[Raw records]
========================================================================

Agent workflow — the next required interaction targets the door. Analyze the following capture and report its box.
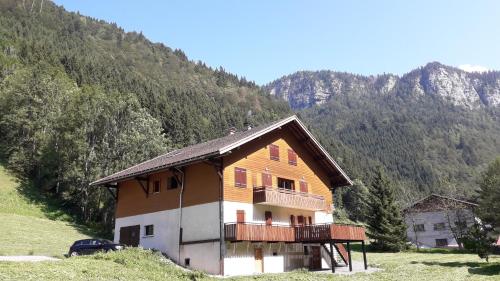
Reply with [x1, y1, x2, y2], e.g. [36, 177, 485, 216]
[309, 246, 321, 269]
[254, 248, 264, 272]
[120, 225, 141, 247]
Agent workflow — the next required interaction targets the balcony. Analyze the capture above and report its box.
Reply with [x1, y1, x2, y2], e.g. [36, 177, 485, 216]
[224, 223, 366, 243]
[253, 187, 327, 211]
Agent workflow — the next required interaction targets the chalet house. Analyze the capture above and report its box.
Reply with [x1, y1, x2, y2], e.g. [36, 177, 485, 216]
[404, 194, 477, 248]
[91, 116, 366, 275]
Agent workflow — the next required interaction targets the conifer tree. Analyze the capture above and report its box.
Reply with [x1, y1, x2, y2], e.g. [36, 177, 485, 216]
[367, 169, 406, 251]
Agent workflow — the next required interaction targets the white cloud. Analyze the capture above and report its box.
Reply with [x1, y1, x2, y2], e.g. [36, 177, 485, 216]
[458, 64, 489, 72]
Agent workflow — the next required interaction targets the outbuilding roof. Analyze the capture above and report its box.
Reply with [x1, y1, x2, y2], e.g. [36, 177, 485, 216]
[90, 115, 352, 186]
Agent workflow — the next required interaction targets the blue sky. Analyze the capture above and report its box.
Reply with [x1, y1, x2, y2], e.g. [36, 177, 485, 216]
[54, 0, 500, 84]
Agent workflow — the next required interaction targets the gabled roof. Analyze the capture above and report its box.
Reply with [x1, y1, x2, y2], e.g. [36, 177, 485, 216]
[404, 193, 477, 212]
[90, 115, 352, 186]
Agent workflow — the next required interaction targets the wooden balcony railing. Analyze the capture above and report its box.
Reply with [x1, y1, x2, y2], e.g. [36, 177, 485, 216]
[295, 224, 366, 242]
[224, 223, 366, 243]
[253, 187, 327, 211]
[224, 223, 295, 242]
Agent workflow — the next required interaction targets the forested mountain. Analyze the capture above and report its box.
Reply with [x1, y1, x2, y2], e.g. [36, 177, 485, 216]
[0, 0, 291, 230]
[264, 63, 500, 201]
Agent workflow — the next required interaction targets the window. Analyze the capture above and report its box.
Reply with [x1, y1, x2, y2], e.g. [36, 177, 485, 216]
[234, 168, 247, 187]
[236, 210, 245, 223]
[300, 181, 308, 193]
[434, 222, 445, 230]
[278, 178, 295, 190]
[414, 224, 425, 232]
[436, 239, 448, 247]
[264, 211, 273, 225]
[144, 224, 154, 236]
[269, 144, 280, 161]
[288, 149, 297, 166]
[167, 176, 179, 189]
[153, 181, 160, 193]
[262, 173, 273, 187]
[297, 216, 304, 226]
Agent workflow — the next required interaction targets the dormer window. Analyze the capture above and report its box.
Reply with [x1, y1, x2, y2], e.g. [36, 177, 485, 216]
[153, 181, 160, 193]
[269, 144, 280, 161]
[234, 168, 247, 187]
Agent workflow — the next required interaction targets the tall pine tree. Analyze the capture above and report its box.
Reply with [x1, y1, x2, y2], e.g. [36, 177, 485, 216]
[367, 169, 406, 251]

========================================================================

EXERCISE OBJECTIVE
Identify every line in the entries above that contains the word "roof", and copy each one. Case counts.

TASK RESULT
Agent workflow — the next required interaction targets the outbuilding roof. Analyze the capture above and report its box.
Agent workflow — the next required interaction targets the gabled roof. Analyze the capture above and report its box.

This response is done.